(Rows from an object pointing dataset)
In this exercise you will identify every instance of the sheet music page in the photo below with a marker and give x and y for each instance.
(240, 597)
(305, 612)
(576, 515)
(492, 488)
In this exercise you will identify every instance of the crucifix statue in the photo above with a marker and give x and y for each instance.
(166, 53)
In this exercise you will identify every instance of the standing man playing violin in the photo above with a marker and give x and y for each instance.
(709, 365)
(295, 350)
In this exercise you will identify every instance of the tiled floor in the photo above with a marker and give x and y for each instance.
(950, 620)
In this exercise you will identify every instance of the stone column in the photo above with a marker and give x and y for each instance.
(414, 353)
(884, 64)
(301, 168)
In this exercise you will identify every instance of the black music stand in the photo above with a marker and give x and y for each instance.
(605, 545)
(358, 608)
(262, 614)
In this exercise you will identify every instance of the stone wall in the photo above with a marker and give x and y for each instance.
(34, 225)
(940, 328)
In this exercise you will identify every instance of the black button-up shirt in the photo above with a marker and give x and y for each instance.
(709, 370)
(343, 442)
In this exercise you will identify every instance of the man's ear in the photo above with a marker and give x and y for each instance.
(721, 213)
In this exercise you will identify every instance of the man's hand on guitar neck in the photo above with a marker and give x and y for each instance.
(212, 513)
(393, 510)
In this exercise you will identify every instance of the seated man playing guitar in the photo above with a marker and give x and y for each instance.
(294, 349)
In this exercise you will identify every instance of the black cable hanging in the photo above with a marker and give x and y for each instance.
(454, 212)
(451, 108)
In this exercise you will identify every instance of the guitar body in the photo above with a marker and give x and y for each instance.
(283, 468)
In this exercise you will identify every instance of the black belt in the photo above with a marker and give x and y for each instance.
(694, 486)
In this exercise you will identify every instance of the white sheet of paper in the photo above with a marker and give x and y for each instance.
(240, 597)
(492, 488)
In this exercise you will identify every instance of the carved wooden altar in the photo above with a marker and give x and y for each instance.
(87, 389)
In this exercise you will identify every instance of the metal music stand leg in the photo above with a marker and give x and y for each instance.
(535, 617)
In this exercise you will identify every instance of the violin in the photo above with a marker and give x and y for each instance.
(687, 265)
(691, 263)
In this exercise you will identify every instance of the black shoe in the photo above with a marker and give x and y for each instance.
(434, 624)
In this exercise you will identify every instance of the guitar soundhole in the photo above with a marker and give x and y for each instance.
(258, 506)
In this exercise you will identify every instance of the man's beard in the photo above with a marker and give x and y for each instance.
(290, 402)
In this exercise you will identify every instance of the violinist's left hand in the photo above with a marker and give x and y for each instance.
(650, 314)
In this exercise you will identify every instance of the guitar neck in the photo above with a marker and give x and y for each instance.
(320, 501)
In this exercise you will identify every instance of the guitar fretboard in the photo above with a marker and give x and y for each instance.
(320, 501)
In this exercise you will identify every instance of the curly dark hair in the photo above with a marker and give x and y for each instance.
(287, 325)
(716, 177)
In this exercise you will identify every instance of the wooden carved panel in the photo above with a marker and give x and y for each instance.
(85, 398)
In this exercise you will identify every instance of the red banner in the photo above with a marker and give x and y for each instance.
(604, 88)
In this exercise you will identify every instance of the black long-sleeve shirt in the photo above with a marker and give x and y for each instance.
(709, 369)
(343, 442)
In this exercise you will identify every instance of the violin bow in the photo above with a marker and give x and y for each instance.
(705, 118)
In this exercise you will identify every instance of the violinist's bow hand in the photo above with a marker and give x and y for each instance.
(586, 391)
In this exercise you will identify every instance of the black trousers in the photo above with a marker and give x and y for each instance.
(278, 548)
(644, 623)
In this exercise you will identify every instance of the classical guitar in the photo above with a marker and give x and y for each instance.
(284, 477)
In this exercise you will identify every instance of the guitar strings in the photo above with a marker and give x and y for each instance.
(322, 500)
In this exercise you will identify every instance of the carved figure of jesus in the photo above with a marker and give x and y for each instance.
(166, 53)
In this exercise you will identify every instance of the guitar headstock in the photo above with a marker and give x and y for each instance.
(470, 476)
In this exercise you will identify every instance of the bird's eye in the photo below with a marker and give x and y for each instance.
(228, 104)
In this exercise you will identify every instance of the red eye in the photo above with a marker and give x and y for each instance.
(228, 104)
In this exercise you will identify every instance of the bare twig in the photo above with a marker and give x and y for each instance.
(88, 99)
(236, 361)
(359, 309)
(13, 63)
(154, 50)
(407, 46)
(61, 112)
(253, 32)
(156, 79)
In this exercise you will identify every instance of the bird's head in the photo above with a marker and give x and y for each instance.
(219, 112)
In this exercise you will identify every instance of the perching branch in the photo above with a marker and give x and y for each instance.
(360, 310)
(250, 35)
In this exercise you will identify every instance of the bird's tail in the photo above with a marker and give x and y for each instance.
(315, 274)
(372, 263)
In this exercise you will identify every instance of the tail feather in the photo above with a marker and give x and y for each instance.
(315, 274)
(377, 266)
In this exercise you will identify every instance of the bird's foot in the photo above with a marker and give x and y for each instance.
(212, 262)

(SHORT PROBLEM)
Rewrite the material above with every "with a marker" swapped for "with a dot", keeping everything else unchanged.

(REPLY TO THE EXERCISE)
In this exercise you will identify every instance of the sheet music page in the photo below with a dot and give x and y for each instance.
(240, 597)
(305, 612)
(576, 515)
(492, 488)
In this exercise you will identify every instance of the crucifix statue in the photo above with a dot and give x and y for each instance.
(166, 53)
In this exercise you will identify every instance of the standing man playing violin in the photo above with a dot and give x and y for each instance.
(709, 365)
(295, 350)
In this exercise you will identify every instance of the tiled floor in the photo above with a dot and give x and y for each instance.
(950, 620)
In this exercise you will identify every instance of the stone column in the photo above with a dot and give x and y for each instance.
(414, 353)
(884, 64)
(301, 168)
In this exercise you will identify every instance of the black music stand in the photo above with a dot and give x and y for each instance.
(605, 545)
(358, 608)
(262, 614)
In this exercise you will identify every instance of the stone wall in the photo above with a dot and give x and y for each instance.
(34, 225)
(940, 328)
In this exercise you will identify every instance of the black button-up shirt in the photo above with a dot and give x and y for each instance.
(709, 370)
(343, 442)
In this exercise you will identify every instance of the man's ear in the photo above with a dot and give x and y for each instance.
(721, 213)
In this exercise you will identify every instance of the man's hand on guitar neck in the photo above with a dot and give x and y for each instance.
(212, 513)
(393, 510)
In this exercise you will identify every instance of the seated man playing guitar in the photo above with a dot and give x and y for each instance.
(294, 349)
In this exercise you will identify every instance of the black cable hanging in the photo above with a dot and give x and y for each instance.
(454, 212)
(451, 108)
In this exercise you will identify every instance of the guitar body in the photo above with a dot and give x and y for each instance.
(283, 468)
In this exercise you will identify every instance of the black belt in the photo above with a dot and give x and y for each instance.
(694, 486)
In this exercise you will identify every instance of the white sheet of paper in the photo above with a dot and give x and y for each instance.
(240, 597)
(492, 488)
In this exercise you will identify every instance of the carved wooden altar in the photo above with a dot and give x and y for each instance.
(87, 389)
In this exercise you will identify every instance of the metal music stand leg in the photo above with a dot and give x and y for each instance.
(535, 617)
In this exercise you will identify every instance of the violin in the photo above with a dot and give x and y for each instance.
(687, 265)
(691, 263)
In this exercise you will identify every instance of the black shoe in the photo above with a dot and give x and y for each instance.
(434, 624)
In this exercise you will identify every instance of the guitar soundhole in the photo above with a dot and give x and y for each instance.
(258, 506)
In this exercise you will identify every instance of the man's beard in the photo above with a dot and give x and y for each instance.
(290, 402)
In this exercise you will identify every instance of the violinist's left hand in the photo above with a dot and give x and y for each instance.
(650, 314)
In this exercise you will identify every instance of the guitar neck in the photo above with a dot and give x and y for each instance.
(320, 501)
In this exercise you will identify every instance of the guitar fretboard in the photo above with a dot and give x and y for each instance.
(320, 501)
In this exercise you will identify every instance of the curly dark hair in the photo above with a dot and give x and y for each instance.
(287, 325)
(716, 177)
In this exercise you will identify every instance of the wooden carved panel in the photo above with a dot and give x and y for each instance.
(85, 398)
In this exercise you will identify every instance of the red banner in the photo above with a dot and give x and y for each instance.
(604, 88)
In this exercise you will identify every instance of the black long-sleeve shirt in the photo above with a dot and give x and y for each instance.
(709, 369)
(343, 442)
In this exercise you will identify every instance of the violin bow in the photo above with a dot and give x and y for each instance.
(705, 118)
In this exercise you will identify every instance of the violinist's bow hand in the photo above with a dot and give x and y for each instance.
(586, 391)
In this exercise you will identify every instance of the black trousers in the photo above with a dot and give x and y for each instance.
(278, 548)
(644, 623)
In this exercise you will identify every instance of the classical guitar in the photo above with a dot and give x and y for each instance.
(284, 477)
In this exercise you will identify every instance of the guitar strings in the photo above with a dot and give x and y for each instance.
(322, 500)
In this exercise you will identify every instance of the carved figure of jesus in the photo above with a dot and give x and y for each instance.
(166, 53)
In this exercise you will identify every instance of the guitar headstock in the photo above with a dot and give x and y for each instance.
(470, 476)
In this exercise you will identify every instance of the bird's eye in the photo below with a dot and give x and y for each instance.
(228, 104)
In this exercise you will identify every instance of the red eye in the photo above with a dot and give x and y for each instance.
(228, 104)
In this exercise you will identify every instance of the bare twig in the photo above with a dot and give x and y for each instance.
(88, 99)
(236, 361)
(359, 309)
(13, 63)
(154, 50)
(407, 46)
(61, 112)
(253, 32)
(156, 79)
In this exercise you will identify every instance of the bird's head in the photo above with a dot and give x and y for each instance.
(219, 112)
In this exercise you will identify every instance of the perching branch in the photo above with a dot and give x and y for each instance.
(360, 310)
(250, 35)
In this exercise you will identify every instance of the bird's tail in the photo above with a dot and give x and y for each instance.
(315, 274)
(372, 263)
In this exercise you will identify every instance of the tail feather in the photo above with a dot and give x and y for each instance.
(315, 274)
(377, 266)
In this exercise you will identify every instance of the bird's foot in the photo above with a dot and give x and y for each instance.
(212, 262)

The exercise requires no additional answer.